[Exercise task]:
Retype the lines of the items below, starting with the line containing "[locate] the hanging" and ending with the line containing "x=666, y=598". Include both of those lines.

Start

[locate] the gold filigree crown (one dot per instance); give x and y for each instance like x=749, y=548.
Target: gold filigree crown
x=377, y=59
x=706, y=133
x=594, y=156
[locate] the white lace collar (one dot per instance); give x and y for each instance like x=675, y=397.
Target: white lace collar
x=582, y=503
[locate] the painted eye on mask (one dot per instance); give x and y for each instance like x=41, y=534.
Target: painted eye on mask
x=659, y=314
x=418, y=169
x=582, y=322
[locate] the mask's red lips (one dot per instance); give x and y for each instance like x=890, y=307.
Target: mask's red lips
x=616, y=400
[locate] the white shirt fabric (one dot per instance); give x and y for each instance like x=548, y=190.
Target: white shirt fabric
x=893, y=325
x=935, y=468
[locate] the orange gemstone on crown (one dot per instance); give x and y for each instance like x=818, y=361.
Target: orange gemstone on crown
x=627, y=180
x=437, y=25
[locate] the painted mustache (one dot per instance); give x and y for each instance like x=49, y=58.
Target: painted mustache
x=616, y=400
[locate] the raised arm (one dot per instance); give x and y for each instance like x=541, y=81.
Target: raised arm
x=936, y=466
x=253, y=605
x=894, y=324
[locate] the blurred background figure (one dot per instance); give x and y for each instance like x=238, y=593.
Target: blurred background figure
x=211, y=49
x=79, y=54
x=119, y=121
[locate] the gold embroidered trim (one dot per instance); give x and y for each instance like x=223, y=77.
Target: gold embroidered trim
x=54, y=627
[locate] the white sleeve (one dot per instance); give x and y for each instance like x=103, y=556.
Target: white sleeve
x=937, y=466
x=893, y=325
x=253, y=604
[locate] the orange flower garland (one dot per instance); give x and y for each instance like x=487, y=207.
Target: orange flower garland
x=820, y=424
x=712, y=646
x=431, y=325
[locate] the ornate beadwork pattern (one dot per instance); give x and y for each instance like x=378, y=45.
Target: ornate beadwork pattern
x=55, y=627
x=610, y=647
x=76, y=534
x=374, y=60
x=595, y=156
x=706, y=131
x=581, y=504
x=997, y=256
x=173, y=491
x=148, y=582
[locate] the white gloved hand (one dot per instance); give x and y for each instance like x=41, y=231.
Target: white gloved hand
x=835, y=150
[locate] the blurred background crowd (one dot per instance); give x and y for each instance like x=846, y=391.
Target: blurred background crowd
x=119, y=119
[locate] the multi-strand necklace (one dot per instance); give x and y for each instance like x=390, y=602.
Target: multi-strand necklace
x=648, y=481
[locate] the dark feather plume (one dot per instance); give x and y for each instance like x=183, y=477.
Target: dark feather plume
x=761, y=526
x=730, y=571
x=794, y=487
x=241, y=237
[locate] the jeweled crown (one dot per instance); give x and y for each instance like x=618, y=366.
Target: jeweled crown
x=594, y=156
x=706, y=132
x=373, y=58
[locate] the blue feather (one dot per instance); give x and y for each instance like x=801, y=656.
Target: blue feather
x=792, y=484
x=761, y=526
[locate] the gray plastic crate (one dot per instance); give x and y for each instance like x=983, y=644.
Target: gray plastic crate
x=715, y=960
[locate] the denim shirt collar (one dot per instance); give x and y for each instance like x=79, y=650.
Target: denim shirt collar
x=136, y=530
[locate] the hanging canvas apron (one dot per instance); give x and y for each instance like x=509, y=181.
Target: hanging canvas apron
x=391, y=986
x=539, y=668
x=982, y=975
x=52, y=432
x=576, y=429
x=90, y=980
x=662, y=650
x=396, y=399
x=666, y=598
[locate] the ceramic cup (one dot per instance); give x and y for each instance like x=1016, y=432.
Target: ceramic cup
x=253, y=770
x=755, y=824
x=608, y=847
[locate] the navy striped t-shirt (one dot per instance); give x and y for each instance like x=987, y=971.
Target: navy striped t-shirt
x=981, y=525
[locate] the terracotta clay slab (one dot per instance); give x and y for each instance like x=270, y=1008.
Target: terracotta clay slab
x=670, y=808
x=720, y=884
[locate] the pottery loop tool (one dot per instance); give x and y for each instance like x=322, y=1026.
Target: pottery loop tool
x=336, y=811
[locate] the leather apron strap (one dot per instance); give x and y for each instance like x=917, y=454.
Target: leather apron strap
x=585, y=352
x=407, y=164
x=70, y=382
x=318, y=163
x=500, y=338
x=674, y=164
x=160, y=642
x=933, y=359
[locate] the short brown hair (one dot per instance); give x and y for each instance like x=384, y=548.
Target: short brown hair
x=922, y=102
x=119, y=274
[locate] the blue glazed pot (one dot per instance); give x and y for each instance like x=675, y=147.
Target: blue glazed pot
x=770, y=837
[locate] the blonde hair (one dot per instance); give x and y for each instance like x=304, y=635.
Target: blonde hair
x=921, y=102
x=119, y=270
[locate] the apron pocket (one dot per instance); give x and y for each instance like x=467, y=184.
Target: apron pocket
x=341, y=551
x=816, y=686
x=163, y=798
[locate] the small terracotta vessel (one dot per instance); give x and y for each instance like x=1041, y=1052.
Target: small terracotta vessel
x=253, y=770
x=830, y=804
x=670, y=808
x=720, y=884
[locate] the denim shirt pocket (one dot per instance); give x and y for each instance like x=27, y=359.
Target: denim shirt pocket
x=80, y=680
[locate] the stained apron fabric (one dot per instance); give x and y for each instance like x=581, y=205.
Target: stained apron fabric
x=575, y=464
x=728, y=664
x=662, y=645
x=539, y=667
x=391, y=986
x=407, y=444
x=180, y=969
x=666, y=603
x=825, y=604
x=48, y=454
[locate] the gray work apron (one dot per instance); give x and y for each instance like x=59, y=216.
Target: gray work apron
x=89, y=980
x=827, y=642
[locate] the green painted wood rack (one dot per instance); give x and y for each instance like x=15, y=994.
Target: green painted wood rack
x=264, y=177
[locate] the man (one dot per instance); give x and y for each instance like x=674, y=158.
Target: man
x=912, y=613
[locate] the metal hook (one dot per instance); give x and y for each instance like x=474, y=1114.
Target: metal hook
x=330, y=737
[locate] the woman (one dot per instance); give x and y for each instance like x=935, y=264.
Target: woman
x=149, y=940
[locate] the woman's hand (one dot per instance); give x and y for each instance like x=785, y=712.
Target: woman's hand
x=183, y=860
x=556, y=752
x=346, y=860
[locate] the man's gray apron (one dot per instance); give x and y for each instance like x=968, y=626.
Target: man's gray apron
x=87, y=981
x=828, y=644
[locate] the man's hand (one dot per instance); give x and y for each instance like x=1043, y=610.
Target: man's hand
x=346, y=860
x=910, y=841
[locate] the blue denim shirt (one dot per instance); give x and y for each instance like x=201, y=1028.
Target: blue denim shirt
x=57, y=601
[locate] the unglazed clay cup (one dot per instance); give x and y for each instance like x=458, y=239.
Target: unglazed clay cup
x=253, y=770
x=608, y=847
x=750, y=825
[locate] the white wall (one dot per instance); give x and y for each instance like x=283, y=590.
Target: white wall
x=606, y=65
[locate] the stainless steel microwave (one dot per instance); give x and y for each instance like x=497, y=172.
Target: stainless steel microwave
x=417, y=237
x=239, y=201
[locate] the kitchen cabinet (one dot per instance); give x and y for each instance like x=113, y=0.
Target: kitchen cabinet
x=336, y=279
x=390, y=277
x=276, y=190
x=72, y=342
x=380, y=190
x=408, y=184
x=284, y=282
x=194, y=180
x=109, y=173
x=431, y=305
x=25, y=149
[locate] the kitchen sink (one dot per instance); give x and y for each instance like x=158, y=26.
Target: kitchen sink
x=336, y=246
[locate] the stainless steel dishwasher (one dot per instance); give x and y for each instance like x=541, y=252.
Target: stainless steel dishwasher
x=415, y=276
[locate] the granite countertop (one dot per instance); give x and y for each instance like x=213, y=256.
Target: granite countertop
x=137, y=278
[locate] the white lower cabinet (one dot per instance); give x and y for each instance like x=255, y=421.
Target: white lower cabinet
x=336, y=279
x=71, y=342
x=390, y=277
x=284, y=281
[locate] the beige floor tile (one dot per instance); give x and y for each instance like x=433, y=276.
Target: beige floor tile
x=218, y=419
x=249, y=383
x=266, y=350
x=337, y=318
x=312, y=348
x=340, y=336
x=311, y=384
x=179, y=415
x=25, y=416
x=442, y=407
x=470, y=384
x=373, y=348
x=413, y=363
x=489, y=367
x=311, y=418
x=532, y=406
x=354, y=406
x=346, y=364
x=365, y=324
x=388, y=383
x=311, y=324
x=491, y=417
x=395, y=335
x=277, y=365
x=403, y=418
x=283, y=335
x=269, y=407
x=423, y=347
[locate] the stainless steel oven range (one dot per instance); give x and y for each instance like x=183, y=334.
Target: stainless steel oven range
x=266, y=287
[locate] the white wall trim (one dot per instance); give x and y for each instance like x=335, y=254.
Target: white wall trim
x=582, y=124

End

[Written reply]:
[locate] the hanging canvas apron (one dot per instance); give x and y for each instance like x=509, y=181.
Target: hanging canvas apron
x=391, y=986
x=539, y=668
x=982, y=975
x=52, y=432
x=576, y=429
x=90, y=980
x=662, y=650
x=396, y=399
x=666, y=598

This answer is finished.